- _WRITTEN PROBLEM_: Which lines below contain the string "metal"? Copy out each of them.

- _MATERIAL FOR THE TASK_:
■ ■ ■ ■ ■

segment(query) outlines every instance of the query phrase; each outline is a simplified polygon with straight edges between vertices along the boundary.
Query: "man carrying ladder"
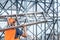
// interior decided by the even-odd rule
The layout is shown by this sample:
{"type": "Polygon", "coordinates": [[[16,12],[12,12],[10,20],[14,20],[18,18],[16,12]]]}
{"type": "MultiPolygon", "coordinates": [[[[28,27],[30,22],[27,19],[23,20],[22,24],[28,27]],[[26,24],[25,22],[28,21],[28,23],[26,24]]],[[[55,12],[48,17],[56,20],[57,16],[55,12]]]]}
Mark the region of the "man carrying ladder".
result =
{"type": "MultiPolygon", "coordinates": [[[[16,23],[16,20],[14,18],[8,18],[7,23],[8,23],[9,26],[14,27],[15,23],[16,23]]],[[[23,25],[23,30],[24,30],[24,33],[22,32],[22,30],[19,30],[18,28],[5,30],[4,40],[20,40],[18,35],[23,36],[23,37],[27,37],[27,32],[26,32],[26,26],[25,25],[23,25]]]]}

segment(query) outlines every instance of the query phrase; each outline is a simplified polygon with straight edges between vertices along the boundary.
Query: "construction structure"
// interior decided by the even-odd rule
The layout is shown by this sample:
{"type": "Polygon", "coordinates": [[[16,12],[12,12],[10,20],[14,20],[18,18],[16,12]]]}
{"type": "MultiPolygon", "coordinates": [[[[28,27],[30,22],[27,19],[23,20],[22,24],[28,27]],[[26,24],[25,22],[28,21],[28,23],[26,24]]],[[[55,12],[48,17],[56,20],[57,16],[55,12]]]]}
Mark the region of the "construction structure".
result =
{"type": "Polygon", "coordinates": [[[17,20],[18,28],[26,24],[32,40],[60,40],[59,7],[59,0],[0,0],[0,40],[10,29],[8,17],[17,20]]]}

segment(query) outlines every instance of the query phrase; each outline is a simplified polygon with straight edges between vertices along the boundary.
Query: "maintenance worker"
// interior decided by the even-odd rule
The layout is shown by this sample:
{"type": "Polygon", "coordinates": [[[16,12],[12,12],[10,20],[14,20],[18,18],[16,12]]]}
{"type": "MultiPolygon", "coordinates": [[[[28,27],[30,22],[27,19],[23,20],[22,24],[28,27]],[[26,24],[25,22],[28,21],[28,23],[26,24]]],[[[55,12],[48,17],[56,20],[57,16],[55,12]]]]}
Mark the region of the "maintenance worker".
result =
{"type": "MultiPolygon", "coordinates": [[[[14,18],[8,18],[7,21],[8,25],[11,27],[15,26],[16,20],[14,18]]],[[[27,32],[26,32],[26,26],[23,25],[23,30],[19,30],[18,28],[13,28],[13,29],[9,29],[9,30],[5,30],[5,37],[4,40],[20,40],[18,35],[23,36],[23,37],[27,37],[27,32]]]]}

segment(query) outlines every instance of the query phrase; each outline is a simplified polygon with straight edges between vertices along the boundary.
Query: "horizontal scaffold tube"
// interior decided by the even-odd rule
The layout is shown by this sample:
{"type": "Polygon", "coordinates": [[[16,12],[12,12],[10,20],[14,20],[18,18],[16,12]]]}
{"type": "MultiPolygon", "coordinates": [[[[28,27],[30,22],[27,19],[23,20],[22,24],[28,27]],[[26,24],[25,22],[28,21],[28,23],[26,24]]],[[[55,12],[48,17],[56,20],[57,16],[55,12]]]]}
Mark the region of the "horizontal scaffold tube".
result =
{"type": "MultiPolygon", "coordinates": [[[[33,23],[23,24],[23,25],[30,26],[30,25],[35,25],[35,24],[39,24],[39,23],[46,23],[46,22],[52,22],[52,21],[40,21],[40,22],[33,22],[33,23]]],[[[20,27],[23,27],[23,25],[17,25],[17,26],[14,26],[14,27],[1,29],[0,32],[5,31],[5,30],[9,30],[9,29],[13,29],[13,28],[20,28],[20,27]]]]}
{"type": "MultiPolygon", "coordinates": [[[[43,12],[32,12],[32,13],[21,13],[17,14],[17,16],[24,16],[25,14],[31,15],[31,14],[42,14],[43,12]]],[[[5,18],[5,17],[16,17],[16,14],[14,15],[1,15],[0,18],[5,18]]]]}

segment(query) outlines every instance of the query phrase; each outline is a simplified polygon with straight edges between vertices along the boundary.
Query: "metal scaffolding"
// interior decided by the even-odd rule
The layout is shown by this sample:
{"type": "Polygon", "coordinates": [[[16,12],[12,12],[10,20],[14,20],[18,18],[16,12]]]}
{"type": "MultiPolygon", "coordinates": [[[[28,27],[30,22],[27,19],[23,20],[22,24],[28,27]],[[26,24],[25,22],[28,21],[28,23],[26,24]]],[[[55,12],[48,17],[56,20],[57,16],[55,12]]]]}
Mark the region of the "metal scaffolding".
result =
{"type": "MultiPolygon", "coordinates": [[[[0,0],[0,22],[7,22],[8,17],[16,18],[17,26],[36,22],[27,27],[32,40],[60,40],[59,7],[59,0],[0,0]]],[[[4,31],[0,34],[0,40],[3,38],[4,31]]]]}

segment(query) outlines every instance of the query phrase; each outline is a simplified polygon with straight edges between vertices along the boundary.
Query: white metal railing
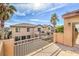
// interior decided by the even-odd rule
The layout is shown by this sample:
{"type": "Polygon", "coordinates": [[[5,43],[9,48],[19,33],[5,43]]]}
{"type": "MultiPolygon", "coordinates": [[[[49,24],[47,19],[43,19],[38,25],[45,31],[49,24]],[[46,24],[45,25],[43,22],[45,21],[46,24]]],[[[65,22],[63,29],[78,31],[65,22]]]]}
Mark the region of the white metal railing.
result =
{"type": "Polygon", "coordinates": [[[20,40],[20,41],[16,41],[15,43],[17,43],[16,45],[14,45],[15,56],[27,55],[40,48],[43,49],[44,46],[49,44],[47,41],[44,41],[39,38],[20,40]]]}
{"type": "Polygon", "coordinates": [[[0,42],[0,56],[3,55],[3,42],[0,42]]]}

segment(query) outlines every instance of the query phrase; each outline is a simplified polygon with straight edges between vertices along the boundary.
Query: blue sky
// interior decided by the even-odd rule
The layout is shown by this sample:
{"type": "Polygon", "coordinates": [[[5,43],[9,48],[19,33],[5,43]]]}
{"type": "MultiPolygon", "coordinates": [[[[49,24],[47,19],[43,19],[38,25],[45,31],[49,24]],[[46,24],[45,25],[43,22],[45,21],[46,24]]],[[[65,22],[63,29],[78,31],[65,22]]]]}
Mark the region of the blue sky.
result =
{"type": "Polygon", "coordinates": [[[17,11],[12,18],[5,22],[7,27],[18,23],[51,25],[50,19],[53,13],[56,13],[59,18],[57,25],[63,25],[62,15],[79,9],[77,3],[17,3],[12,5],[15,6],[17,11]]]}

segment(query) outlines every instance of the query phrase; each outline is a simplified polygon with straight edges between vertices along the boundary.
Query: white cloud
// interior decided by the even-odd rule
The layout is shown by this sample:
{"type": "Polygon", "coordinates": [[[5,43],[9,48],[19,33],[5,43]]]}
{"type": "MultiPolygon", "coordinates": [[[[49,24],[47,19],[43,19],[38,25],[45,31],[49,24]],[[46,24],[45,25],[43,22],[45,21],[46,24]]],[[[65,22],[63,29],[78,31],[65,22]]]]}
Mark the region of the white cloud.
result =
{"type": "Polygon", "coordinates": [[[68,5],[68,4],[62,4],[62,5],[59,5],[59,6],[56,6],[56,7],[52,7],[52,8],[50,8],[50,9],[48,9],[48,10],[45,10],[45,11],[43,11],[43,12],[38,13],[38,15],[43,14],[43,13],[46,13],[46,12],[50,12],[50,11],[57,10],[57,9],[59,9],[59,8],[62,8],[62,7],[64,7],[64,6],[67,6],[67,5],[68,5]]]}
{"type": "Polygon", "coordinates": [[[49,20],[42,20],[42,19],[30,19],[30,22],[41,22],[41,23],[48,23],[50,22],[49,20]]]}
{"type": "Polygon", "coordinates": [[[25,12],[19,12],[19,11],[17,11],[17,12],[15,12],[15,14],[17,16],[26,16],[25,12]]]}
{"type": "Polygon", "coordinates": [[[30,21],[41,21],[40,19],[30,19],[30,21]]]}

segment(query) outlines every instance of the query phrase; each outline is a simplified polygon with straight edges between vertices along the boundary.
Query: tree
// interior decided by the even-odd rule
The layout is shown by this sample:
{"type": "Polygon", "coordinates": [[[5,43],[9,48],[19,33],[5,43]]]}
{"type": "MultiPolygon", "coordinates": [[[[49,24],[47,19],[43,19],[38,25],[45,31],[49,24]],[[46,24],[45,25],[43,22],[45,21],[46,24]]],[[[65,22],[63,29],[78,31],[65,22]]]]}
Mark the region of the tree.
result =
{"type": "Polygon", "coordinates": [[[50,20],[51,24],[53,25],[54,33],[55,33],[56,21],[58,21],[58,18],[57,18],[56,13],[54,13],[54,14],[51,16],[51,20],[50,20]]]}
{"type": "Polygon", "coordinates": [[[13,16],[15,11],[16,9],[13,5],[6,4],[6,3],[0,3],[0,31],[2,33],[1,37],[4,37],[4,34],[3,34],[4,22],[6,20],[9,20],[13,16]]]}

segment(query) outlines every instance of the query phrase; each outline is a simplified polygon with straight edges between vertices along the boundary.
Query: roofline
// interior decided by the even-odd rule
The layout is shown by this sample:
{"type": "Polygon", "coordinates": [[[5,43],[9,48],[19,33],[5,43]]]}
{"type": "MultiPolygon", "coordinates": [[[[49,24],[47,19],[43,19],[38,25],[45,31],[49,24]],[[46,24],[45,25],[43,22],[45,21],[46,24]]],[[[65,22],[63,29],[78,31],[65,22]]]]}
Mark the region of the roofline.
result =
{"type": "Polygon", "coordinates": [[[79,16],[79,10],[68,12],[68,13],[64,14],[62,17],[63,18],[69,18],[69,17],[72,17],[72,16],[79,16]]]}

■ ■ ■ ■ ■

- _SOLVED PROBLEM_:
Query: "metal scaffolding"
Mark the region of the "metal scaffolding".
Query: white metal railing
Mark the region of the white metal railing.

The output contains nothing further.